• **INSTRUCTIONS FOR THE TASK**:
Produce an exact copy of the lines from the line containing "Q: Point to the striped" through the last line of the entries below, and only those lines.

(Raw records)
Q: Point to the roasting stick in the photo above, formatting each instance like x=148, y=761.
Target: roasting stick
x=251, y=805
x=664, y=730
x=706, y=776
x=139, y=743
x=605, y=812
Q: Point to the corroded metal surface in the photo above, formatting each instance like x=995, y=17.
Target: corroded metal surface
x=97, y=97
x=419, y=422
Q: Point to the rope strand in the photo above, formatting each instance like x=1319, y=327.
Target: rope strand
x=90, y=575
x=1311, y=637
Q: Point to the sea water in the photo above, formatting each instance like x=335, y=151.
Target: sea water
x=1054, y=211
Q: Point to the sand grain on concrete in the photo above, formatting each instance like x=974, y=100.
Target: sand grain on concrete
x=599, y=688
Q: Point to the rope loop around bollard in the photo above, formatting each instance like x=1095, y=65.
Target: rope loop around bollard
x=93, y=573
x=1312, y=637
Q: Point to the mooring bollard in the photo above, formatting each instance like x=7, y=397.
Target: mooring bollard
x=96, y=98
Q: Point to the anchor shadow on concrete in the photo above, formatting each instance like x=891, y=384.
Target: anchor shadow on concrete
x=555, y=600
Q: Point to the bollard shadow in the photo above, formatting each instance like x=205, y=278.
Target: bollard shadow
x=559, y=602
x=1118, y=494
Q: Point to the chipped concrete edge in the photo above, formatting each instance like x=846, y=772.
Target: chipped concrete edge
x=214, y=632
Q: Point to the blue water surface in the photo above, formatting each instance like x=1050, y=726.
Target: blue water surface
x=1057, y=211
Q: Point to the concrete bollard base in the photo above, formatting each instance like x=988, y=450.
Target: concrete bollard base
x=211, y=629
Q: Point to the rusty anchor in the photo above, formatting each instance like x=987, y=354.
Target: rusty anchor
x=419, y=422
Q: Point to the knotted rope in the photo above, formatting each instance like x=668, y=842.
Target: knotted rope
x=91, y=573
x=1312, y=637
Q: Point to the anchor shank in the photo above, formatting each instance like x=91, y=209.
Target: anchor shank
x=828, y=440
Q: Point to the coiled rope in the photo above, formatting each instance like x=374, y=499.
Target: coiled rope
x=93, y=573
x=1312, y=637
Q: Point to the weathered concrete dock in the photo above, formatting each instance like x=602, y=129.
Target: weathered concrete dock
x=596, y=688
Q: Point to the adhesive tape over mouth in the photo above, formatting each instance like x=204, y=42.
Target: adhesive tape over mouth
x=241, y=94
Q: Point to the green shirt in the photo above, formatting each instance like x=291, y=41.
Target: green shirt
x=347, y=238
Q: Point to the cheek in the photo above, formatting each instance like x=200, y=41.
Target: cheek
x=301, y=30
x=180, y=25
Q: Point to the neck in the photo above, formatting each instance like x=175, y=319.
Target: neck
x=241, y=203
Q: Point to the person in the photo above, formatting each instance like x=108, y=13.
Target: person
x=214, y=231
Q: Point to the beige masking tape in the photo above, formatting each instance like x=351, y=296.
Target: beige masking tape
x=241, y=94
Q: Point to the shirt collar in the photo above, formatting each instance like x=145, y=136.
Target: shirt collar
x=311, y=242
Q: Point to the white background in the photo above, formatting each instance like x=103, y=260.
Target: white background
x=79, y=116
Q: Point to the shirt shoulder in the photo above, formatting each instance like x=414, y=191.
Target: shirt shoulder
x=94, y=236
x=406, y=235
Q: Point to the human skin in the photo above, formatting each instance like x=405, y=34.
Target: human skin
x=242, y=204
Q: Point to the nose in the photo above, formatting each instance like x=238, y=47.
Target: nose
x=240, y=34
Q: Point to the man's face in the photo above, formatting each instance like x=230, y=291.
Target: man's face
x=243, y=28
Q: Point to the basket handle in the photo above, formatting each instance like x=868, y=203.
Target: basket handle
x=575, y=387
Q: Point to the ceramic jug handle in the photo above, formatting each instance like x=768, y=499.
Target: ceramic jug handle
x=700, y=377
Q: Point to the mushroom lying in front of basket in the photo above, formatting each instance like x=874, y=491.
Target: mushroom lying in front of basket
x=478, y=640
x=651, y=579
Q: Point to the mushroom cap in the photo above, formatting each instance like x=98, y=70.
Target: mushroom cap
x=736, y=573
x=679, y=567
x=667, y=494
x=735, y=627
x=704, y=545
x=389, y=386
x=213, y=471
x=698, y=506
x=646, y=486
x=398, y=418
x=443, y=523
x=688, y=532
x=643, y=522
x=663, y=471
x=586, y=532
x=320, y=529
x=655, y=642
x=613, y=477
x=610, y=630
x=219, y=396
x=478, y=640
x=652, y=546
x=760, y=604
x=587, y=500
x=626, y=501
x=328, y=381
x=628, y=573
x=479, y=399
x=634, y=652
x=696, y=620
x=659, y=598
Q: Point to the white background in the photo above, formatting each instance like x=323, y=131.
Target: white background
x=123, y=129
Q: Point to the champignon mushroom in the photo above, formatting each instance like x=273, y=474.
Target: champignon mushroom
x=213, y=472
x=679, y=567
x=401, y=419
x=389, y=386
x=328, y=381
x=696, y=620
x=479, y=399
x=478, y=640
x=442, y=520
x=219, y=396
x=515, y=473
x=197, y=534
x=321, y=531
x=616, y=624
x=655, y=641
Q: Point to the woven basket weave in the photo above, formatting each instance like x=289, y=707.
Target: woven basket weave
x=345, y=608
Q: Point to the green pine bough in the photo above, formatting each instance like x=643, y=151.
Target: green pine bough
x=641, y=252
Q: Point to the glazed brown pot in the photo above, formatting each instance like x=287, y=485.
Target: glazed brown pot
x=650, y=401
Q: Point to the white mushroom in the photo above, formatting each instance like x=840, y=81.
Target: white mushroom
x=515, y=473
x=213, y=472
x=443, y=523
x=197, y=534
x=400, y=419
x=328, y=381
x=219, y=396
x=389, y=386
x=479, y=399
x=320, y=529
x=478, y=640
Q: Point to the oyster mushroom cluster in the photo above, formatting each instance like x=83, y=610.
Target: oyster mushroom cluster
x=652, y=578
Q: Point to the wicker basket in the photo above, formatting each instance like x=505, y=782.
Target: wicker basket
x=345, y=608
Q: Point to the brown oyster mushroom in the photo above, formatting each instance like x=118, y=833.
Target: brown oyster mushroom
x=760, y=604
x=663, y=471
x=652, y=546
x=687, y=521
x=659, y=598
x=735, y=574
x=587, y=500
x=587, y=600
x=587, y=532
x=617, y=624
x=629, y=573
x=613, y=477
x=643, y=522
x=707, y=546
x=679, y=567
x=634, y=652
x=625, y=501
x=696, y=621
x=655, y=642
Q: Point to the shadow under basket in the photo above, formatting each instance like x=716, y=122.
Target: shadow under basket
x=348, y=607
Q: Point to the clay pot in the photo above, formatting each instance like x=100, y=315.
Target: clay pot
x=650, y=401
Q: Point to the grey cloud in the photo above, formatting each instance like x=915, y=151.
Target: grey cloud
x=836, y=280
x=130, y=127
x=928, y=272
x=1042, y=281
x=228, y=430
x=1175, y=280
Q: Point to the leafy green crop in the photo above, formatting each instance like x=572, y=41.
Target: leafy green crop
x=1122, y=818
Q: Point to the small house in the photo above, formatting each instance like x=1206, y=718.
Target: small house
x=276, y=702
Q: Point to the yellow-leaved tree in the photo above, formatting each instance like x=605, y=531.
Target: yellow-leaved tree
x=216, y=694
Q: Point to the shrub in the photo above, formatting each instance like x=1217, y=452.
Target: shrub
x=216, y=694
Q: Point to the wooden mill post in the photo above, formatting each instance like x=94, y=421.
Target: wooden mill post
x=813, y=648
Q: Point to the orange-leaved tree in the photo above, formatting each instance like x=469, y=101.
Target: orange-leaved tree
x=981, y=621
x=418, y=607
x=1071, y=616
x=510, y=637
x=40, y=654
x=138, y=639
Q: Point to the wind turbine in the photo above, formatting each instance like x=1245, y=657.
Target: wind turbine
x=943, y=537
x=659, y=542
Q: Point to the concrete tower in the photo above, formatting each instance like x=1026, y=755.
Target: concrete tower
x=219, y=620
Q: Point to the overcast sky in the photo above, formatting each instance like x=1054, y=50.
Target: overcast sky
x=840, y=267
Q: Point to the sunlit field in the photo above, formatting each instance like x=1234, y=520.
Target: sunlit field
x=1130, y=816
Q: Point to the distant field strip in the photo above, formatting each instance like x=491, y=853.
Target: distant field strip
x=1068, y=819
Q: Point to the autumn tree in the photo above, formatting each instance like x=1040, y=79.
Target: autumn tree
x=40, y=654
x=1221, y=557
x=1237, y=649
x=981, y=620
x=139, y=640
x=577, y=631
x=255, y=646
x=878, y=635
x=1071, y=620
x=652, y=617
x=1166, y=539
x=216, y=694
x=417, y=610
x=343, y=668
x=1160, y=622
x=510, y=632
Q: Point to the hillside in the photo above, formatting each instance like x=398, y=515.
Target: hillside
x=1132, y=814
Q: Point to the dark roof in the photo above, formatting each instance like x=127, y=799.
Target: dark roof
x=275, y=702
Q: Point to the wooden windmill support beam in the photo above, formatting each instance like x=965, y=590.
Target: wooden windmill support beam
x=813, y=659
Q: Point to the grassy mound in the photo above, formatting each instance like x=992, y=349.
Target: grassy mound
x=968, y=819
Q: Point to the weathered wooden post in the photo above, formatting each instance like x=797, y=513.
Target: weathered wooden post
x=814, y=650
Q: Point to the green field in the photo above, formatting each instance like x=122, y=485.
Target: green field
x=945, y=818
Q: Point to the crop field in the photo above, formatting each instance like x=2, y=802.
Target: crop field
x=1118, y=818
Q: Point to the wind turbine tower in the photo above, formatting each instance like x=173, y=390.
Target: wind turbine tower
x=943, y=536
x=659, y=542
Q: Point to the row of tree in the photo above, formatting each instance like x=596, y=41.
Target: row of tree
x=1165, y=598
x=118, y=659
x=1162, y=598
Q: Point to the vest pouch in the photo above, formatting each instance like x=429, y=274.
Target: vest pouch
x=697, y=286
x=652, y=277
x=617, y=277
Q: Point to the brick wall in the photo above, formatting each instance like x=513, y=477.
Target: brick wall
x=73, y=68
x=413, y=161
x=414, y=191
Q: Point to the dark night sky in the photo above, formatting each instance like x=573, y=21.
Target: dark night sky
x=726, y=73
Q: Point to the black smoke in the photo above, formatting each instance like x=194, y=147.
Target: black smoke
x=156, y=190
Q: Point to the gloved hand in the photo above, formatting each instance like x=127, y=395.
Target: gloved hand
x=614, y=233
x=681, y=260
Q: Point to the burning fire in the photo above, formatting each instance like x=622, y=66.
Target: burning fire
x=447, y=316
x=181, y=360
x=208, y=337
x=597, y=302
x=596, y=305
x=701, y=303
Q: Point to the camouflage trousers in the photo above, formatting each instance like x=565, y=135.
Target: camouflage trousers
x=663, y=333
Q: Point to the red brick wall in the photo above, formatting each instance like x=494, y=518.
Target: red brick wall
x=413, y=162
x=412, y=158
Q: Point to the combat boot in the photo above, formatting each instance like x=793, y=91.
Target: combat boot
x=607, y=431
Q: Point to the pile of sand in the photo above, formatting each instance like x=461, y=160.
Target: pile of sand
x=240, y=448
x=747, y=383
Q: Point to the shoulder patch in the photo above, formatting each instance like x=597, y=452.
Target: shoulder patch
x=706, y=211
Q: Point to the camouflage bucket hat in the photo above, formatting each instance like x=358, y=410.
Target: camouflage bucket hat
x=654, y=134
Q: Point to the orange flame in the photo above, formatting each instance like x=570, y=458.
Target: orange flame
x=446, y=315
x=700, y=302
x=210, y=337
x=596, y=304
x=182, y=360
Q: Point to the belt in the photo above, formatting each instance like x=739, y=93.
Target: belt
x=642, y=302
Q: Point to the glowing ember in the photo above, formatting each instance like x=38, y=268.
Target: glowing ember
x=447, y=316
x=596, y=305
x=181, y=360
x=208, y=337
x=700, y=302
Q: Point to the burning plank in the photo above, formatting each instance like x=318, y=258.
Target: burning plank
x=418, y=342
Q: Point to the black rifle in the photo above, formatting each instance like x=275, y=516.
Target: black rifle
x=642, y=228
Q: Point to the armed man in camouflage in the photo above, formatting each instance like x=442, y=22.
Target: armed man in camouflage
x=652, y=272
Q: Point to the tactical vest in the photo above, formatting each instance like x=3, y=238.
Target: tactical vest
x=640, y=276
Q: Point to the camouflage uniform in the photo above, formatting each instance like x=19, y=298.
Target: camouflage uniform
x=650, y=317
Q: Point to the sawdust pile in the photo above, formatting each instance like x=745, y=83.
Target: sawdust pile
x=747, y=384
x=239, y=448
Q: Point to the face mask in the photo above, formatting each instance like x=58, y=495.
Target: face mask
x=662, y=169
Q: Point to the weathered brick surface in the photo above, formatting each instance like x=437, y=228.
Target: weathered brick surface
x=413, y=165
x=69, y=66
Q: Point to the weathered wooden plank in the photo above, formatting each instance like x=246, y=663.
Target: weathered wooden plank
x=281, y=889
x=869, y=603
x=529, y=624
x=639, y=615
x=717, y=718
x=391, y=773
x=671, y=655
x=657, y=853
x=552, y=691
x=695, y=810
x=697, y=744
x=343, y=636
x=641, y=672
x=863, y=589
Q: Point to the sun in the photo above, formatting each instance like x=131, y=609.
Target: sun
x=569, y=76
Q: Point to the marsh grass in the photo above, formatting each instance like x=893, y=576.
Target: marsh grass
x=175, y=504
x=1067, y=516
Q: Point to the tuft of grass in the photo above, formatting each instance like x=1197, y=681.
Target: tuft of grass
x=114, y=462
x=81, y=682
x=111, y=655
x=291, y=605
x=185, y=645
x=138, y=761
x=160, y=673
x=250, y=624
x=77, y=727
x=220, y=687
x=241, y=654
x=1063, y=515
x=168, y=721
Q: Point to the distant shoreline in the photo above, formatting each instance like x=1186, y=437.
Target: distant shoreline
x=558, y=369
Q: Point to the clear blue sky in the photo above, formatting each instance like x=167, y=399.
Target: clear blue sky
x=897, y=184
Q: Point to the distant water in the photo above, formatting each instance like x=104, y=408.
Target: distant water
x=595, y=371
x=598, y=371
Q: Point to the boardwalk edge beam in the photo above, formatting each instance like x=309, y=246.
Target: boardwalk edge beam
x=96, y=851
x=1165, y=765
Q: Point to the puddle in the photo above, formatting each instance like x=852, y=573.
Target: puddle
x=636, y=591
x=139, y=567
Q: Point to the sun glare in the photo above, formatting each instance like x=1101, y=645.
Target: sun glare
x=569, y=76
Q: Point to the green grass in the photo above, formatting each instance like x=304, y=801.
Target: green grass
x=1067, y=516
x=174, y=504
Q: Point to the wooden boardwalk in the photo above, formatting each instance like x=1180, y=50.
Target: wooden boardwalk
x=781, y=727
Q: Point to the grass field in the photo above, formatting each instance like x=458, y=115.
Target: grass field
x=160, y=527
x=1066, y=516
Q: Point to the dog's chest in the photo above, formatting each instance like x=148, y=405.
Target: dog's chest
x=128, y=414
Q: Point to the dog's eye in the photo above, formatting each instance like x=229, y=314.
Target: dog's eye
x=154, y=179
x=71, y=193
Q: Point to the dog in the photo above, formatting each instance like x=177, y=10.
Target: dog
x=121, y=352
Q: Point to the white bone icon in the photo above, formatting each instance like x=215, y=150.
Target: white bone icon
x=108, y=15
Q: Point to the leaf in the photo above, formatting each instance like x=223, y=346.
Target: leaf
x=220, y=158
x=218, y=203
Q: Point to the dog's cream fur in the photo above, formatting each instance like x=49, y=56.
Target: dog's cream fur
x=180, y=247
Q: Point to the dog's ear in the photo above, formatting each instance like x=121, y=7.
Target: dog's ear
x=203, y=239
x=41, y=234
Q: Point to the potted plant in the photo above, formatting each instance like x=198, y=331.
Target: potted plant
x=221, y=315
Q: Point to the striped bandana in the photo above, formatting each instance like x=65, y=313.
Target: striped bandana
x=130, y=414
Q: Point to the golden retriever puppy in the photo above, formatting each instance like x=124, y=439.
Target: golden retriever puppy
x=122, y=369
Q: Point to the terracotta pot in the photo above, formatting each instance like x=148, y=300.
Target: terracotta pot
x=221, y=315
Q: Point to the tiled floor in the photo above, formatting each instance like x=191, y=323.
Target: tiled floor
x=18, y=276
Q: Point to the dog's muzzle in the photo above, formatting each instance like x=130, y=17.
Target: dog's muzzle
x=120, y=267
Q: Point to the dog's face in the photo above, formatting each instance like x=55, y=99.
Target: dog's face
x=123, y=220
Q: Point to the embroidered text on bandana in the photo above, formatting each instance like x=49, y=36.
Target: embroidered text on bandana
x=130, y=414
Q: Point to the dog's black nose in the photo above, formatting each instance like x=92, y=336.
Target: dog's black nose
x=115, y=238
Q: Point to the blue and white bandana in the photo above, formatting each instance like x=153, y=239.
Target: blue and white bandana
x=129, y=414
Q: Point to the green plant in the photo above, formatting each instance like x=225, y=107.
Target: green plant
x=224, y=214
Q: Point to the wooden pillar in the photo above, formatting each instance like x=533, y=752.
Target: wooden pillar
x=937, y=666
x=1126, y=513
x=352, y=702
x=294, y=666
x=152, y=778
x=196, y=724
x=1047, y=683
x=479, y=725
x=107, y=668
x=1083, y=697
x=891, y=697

• **RESPONSE FOR THIS EXERCISE**:
Q: Point to the striped bandana in the photo above, formatting each instance like x=65, y=313.
Target: striped bandana
x=130, y=414
Q: Point to the golden retriever puppy in the photo above, formatting each instance like x=124, y=439.
Target: golden retriever puppy
x=122, y=369
Q: Point to the terracotta pot in the photo above, formatting each instance like x=148, y=300.
Target: terracotta pot
x=221, y=315
Q: Point to the tiled floor in the photo above, formatting each instance like x=191, y=323.
Target: tiled floor
x=18, y=276
Q: Point to the dog's muzzle in the photo above, formatting each instance like x=130, y=17.
Target: dog's muzzle
x=120, y=267
Q: Point to the dog's face in the photo above, formatting each instance like x=55, y=99.
Target: dog's face
x=123, y=220
Q: Point to the embroidered text on bandana in the photo above, formatting each instance like x=49, y=36.
Target: embroidered text on bandana
x=130, y=414
Q: Point to the dog's black nose in the photo above, formatting each instance like x=92, y=336.
Target: dog's black nose
x=115, y=238
Q: Point to the blue and white bandana in the photo above, formatting each instance like x=153, y=239.
Target: blue and white bandana
x=129, y=414
Q: Point to the green plant in the photo above, formatting each instance like x=225, y=107.
Target: green plant
x=224, y=214
Q: Point to the wooden pillar in the photo above, formatting each instance like x=533, y=752.
Target: wooden pillar
x=937, y=666
x=1126, y=513
x=352, y=702
x=294, y=666
x=152, y=778
x=196, y=724
x=1047, y=683
x=479, y=725
x=107, y=668
x=1083, y=697
x=891, y=697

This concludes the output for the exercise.